**Work required**.
Answer with one number only: how many lines in this material contain the word "focus"?

━━ Extracted data ━━

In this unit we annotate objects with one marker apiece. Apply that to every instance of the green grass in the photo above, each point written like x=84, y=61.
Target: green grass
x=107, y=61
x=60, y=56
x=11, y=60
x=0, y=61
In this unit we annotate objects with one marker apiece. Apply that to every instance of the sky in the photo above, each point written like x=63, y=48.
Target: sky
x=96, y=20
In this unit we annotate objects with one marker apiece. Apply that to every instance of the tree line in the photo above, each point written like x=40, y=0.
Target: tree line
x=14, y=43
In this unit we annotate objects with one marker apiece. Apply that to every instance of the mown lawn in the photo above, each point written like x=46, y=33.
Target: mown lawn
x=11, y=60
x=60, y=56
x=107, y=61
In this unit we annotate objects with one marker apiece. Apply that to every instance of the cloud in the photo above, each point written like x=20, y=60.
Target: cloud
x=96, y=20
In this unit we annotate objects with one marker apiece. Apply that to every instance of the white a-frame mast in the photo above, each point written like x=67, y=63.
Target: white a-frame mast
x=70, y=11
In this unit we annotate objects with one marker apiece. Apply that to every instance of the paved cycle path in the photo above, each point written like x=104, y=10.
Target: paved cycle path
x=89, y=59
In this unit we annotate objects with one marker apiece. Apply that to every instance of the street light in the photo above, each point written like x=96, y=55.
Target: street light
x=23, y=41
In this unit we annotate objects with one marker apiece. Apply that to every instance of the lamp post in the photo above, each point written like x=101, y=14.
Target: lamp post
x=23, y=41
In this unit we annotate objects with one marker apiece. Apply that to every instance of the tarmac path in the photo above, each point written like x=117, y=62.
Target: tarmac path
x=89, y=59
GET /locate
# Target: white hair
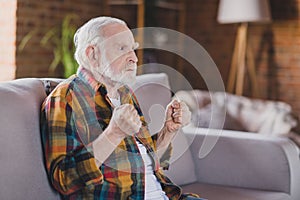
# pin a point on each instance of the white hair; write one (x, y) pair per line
(87, 34)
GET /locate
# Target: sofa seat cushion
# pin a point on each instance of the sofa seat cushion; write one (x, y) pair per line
(22, 171)
(216, 192)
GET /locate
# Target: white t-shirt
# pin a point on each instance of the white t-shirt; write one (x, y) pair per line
(153, 189)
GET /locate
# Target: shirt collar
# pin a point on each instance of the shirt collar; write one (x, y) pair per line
(88, 77)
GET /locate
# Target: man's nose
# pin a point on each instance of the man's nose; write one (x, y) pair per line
(132, 57)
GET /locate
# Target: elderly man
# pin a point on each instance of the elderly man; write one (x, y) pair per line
(96, 141)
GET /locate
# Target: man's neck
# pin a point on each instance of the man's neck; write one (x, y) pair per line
(111, 87)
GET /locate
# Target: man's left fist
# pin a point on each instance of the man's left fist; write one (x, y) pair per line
(177, 116)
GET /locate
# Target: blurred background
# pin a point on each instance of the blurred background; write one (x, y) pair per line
(36, 39)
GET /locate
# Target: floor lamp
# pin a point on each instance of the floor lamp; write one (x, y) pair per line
(242, 12)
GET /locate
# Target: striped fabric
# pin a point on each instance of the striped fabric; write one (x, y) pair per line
(73, 115)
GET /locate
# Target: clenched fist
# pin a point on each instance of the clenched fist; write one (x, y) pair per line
(177, 116)
(125, 120)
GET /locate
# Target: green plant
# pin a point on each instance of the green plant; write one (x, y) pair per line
(60, 40)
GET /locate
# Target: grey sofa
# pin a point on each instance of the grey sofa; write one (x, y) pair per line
(239, 166)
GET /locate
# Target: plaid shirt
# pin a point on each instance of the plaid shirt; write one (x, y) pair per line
(73, 115)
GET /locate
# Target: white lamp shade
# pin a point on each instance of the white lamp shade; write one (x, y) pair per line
(236, 11)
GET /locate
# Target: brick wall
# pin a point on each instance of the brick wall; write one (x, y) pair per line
(7, 39)
(275, 46)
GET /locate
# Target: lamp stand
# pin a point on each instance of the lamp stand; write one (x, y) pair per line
(238, 64)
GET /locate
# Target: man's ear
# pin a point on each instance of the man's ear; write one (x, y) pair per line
(92, 55)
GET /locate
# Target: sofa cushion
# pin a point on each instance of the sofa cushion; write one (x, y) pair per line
(216, 192)
(182, 167)
(22, 171)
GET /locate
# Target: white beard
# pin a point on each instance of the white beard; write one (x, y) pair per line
(124, 77)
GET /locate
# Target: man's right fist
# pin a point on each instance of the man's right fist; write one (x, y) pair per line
(126, 119)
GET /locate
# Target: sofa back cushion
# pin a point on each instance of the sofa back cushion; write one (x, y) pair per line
(22, 171)
(154, 94)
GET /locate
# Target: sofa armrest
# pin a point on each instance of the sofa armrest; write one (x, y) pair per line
(247, 160)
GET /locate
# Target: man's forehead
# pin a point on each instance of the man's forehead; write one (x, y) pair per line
(116, 31)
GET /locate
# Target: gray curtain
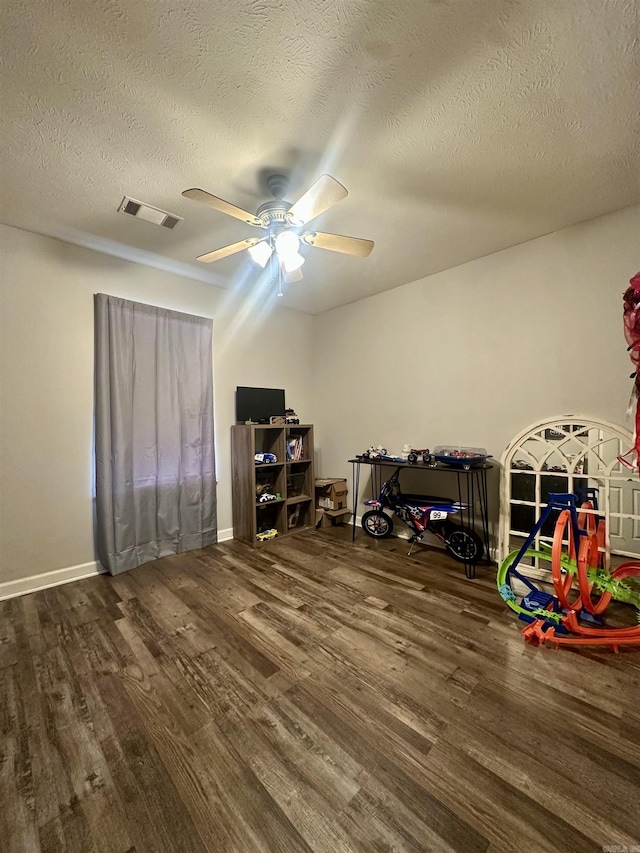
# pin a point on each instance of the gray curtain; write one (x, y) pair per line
(155, 466)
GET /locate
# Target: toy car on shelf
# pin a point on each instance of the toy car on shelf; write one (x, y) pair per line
(414, 455)
(267, 534)
(461, 457)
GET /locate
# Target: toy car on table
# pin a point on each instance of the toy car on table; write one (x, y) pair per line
(461, 457)
(414, 455)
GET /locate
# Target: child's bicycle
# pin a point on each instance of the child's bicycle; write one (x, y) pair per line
(421, 513)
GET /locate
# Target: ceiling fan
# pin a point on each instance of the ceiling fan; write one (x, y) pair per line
(284, 224)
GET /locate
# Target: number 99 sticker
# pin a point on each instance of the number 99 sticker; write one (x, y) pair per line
(437, 515)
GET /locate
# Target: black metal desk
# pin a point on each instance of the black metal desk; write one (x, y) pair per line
(473, 491)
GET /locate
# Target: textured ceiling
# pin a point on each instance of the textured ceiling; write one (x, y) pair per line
(459, 127)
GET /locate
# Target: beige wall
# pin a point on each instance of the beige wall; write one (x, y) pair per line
(46, 385)
(475, 354)
(471, 355)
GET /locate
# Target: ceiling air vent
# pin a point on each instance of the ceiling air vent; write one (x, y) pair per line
(149, 213)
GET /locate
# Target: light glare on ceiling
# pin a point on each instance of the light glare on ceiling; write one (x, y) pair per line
(287, 243)
(293, 261)
(261, 253)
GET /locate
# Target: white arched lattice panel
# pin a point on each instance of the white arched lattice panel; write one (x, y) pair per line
(570, 454)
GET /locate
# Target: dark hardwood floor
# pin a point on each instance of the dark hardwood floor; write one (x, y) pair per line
(310, 695)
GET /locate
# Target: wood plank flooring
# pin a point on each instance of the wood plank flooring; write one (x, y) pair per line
(308, 696)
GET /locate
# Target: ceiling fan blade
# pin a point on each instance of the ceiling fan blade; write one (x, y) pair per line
(290, 277)
(223, 206)
(231, 249)
(320, 197)
(337, 243)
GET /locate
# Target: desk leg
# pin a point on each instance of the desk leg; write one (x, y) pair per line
(484, 511)
(468, 516)
(355, 485)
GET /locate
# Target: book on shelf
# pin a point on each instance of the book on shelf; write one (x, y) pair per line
(295, 448)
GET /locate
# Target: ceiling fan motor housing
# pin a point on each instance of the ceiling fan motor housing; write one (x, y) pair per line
(274, 212)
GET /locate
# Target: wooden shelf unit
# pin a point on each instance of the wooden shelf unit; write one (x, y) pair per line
(292, 478)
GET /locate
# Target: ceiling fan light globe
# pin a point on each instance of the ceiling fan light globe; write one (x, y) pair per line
(287, 243)
(261, 253)
(293, 262)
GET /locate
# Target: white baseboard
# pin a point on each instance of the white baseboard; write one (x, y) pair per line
(34, 583)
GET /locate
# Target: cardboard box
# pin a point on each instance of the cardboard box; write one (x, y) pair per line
(331, 494)
(333, 517)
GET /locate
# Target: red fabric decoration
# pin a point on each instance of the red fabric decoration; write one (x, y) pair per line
(631, 303)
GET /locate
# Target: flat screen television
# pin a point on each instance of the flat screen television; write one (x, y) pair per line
(258, 404)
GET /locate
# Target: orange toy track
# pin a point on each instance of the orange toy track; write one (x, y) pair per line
(588, 556)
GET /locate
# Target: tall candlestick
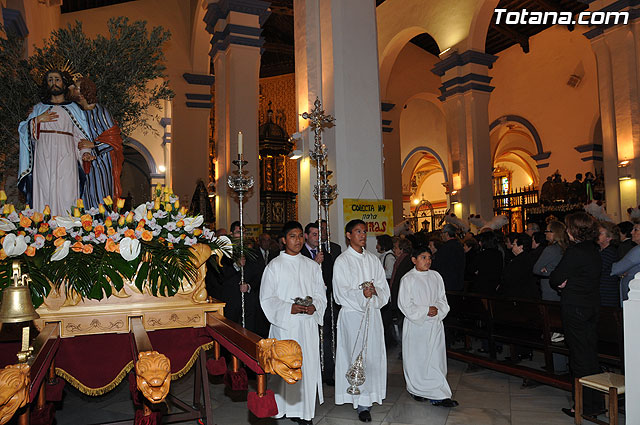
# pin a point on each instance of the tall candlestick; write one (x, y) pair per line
(25, 338)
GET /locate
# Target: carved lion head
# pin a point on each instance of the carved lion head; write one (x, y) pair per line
(283, 358)
(153, 375)
(14, 390)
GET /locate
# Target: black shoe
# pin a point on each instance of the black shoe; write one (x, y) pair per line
(329, 381)
(364, 416)
(447, 402)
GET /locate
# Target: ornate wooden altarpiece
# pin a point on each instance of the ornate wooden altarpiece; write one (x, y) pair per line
(278, 176)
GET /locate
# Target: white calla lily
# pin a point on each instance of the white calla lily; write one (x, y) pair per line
(225, 245)
(129, 248)
(6, 225)
(14, 245)
(140, 212)
(68, 222)
(61, 251)
(191, 223)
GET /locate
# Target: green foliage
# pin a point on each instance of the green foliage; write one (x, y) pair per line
(127, 66)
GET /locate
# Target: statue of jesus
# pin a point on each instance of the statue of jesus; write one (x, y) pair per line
(53, 143)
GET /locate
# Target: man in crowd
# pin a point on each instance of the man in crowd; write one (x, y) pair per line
(449, 260)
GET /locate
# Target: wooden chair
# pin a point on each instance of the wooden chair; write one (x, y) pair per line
(611, 384)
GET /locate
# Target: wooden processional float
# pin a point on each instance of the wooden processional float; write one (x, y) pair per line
(151, 324)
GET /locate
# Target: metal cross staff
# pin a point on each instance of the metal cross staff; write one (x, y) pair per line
(318, 121)
(241, 182)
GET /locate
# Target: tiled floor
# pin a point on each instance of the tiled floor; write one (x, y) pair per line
(486, 398)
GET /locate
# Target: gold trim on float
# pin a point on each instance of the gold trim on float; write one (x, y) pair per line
(95, 391)
(179, 374)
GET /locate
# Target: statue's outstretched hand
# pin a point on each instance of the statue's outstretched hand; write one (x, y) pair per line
(47, 116)
(85, 144)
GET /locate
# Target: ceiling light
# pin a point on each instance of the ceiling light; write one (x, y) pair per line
(296, 154)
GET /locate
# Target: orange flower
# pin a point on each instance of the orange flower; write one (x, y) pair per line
(25, 221)
(99, 230)
(37, 217)
(111, 246)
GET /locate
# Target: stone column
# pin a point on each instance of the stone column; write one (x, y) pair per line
(465, 95)
(618, 61)
(631, 311)
(337, 61)
(235, 48)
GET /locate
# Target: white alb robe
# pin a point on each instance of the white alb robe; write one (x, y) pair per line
(350, 270)
(285, 278)
(424, 353)
(55, 162)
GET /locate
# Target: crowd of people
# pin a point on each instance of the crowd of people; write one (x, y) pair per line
(400, 298)
(356, 301)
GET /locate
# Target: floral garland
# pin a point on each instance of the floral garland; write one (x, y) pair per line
(93, 250)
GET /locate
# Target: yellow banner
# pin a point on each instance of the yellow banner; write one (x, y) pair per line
(252, 231)
(378, 214)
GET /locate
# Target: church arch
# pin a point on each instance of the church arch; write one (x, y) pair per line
(517, 151)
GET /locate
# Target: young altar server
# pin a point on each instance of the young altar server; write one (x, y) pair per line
(423, 302)
(288, 276)
(352, 268)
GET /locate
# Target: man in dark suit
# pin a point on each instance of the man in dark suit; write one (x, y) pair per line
(449, 260)
(226, 286)
(311, 250)
(334, 247)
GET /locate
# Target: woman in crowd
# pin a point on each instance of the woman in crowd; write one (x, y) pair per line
(384, 247)
(486, 267)
(629, 265)
(608, 238)
(577, 276)
(556, 235)
(517, 277)
(470, 246)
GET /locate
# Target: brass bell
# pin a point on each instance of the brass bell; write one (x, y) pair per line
(16, 300)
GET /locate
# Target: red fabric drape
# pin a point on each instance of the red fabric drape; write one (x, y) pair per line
(113, 138)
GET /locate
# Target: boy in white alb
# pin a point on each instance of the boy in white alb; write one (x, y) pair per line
(288, 276)
(352, 268)
(423, 302)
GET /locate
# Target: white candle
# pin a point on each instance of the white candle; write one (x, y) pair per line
(25, 338)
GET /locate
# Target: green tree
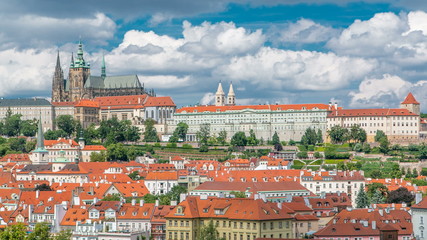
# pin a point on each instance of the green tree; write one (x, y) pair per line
(64, 235)
(30, 145)
(209, 232)
(150, 133)
(181, 130)
(338, 134)
(362, 200)
(17, 144)
(358, 134)
(41, 232)
(149, 198)
(54, 134)
(203, 134)
(12, 125)
(238, 194)
(275, 139)
(98, 157)
(134, 152)
(400, 195)
(319, 136)
(14, 232)
(239, 139)
(380, 134)
(176, 191)
(378, 197)
(222, 137)
(134, 176)
(28, 128)
(66, 123)
(310, 137)
(376, 186)
(116, 152)
(251, 139)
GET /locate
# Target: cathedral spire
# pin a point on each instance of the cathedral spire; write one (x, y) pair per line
(72, 60)
(103, 72)
(219, 96)
(40, 136)
(231, 96)
(58, 62)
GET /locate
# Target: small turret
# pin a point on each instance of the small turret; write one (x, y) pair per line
(231, 96)
(103, 72)
(220, 96)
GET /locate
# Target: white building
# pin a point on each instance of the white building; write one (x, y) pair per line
(419, 217)
(399, 124)
(333, 181)
(161, 182)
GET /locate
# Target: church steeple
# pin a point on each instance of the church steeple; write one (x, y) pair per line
(72, 60)
(40, 136)
(103, 72)
(57, 81)
(231, 96)
(219, 96)
(39, 155)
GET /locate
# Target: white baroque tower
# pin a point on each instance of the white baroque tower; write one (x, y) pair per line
(220, 96)
(231, 96)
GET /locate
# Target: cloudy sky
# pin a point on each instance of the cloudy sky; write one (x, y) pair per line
(367, 53)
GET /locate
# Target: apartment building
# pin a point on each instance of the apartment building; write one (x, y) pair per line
(234, 218)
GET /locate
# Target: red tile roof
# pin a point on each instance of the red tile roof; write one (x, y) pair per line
(87, 103)
(374, 112)
(200, 109)
(410, 99)
(94, 148)
(233, 208)
(159, 101)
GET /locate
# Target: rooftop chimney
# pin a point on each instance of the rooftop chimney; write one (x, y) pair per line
(418, 197)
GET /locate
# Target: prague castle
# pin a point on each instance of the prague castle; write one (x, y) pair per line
(82, 85)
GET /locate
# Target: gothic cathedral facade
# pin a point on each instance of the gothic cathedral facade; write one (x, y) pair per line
(82, 85)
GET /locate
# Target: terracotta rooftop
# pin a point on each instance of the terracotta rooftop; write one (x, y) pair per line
(410, 99)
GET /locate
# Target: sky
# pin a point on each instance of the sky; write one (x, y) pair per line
(360, 54)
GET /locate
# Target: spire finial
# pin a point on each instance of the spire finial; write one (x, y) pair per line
(103, 69)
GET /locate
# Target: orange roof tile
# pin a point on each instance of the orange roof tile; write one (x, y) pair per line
(87, 103)
(159, 101)
(410, 99)
(282, 107)
(377, 112)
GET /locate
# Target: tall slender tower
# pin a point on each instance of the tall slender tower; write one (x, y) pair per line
(79, 73)
(39, 155)
(411, 104)
(231, 96)
(58, 82)
(219, 96)
(103, 72)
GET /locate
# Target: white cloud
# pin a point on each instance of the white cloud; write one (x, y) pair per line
(207, 99)
(387, 91)
(165, 81)
(40, 32)
(296, 70)
(305, 31)
(26, 71)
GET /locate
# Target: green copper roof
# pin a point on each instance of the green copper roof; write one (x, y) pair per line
(126, 81)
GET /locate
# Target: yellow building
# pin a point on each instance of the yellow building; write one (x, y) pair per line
(235, 219)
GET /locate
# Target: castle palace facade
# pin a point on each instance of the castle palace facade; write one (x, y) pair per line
(82, 85)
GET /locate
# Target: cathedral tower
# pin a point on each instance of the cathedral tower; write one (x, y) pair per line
(219, 96)
(411, 104)
(231, 96)
(58, 82)
(79, 73)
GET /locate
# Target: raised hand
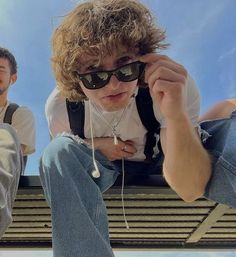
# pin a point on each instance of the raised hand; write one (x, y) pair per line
(167, 82)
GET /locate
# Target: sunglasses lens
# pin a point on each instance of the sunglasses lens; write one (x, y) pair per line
(125, 73)
(129, 72)
(95, 80)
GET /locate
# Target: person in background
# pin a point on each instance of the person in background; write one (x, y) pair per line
(17, 139)
(104, 52)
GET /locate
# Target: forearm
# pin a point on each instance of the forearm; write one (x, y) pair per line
(187, 165)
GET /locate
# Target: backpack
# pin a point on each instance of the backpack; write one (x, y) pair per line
(12, 107)
(144, 105)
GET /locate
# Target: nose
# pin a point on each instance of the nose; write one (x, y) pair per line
(113, 83)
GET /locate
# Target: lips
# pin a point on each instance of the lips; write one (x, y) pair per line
(115, 96)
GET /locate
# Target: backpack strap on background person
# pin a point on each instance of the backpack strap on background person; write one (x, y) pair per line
(145, 109)
(11, 108)
(76, 115)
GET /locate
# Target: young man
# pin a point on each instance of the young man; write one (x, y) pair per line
(103, 52)
(16, 140)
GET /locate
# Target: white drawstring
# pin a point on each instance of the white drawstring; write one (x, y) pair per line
(122, 193)
(95, 172)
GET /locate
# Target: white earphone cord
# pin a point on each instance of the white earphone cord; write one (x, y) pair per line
(96, 173)
(122, 193)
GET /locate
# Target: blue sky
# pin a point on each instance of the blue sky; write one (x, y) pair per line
(202, 34)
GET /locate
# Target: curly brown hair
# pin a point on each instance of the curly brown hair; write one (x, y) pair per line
(97, 28)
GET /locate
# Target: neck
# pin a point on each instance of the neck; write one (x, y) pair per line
(3, 100)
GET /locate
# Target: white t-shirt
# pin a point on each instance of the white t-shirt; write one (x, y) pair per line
(24, 124)
(129, 125)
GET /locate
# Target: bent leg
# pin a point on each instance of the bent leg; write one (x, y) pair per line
(10, 170)
(221, 144)
(220, 110)
(79, 219)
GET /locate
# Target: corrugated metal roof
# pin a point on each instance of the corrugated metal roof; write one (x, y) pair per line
(157, 217)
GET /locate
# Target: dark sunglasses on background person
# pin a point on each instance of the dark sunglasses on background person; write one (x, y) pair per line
(125, 73)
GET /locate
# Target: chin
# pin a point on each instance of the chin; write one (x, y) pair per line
(114, 107)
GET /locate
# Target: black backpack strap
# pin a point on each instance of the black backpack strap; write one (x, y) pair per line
(9, 113)
(12, 107)
(76, 115)
(145, 109)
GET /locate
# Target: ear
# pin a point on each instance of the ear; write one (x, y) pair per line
(13, 78)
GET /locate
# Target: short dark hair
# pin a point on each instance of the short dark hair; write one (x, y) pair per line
(6, 54)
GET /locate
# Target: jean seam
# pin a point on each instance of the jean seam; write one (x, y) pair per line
(227, 165)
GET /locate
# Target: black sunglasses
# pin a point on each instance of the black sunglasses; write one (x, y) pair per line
(125, 73)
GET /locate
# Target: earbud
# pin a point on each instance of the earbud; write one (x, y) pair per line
(95, 173)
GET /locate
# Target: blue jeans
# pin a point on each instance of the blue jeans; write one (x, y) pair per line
(221, 145)
(79, 218)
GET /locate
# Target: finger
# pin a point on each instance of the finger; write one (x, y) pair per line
(160, 66)
(167, 88)
(128, 148)
(165, 74)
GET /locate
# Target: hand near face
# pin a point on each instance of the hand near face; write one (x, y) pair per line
(106, 146)
(167, 81)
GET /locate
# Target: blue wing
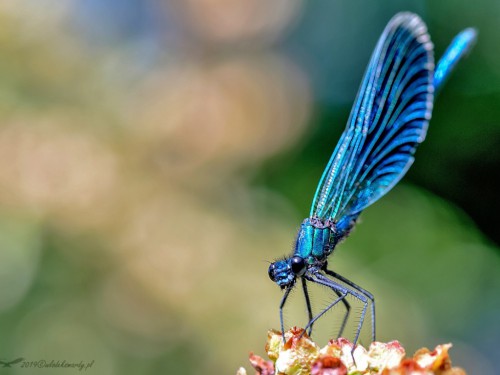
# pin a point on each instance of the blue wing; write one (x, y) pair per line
(459, 47)
(388, 121)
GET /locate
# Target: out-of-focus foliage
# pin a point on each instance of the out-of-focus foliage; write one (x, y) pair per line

━━━

**Completed exercise**.
2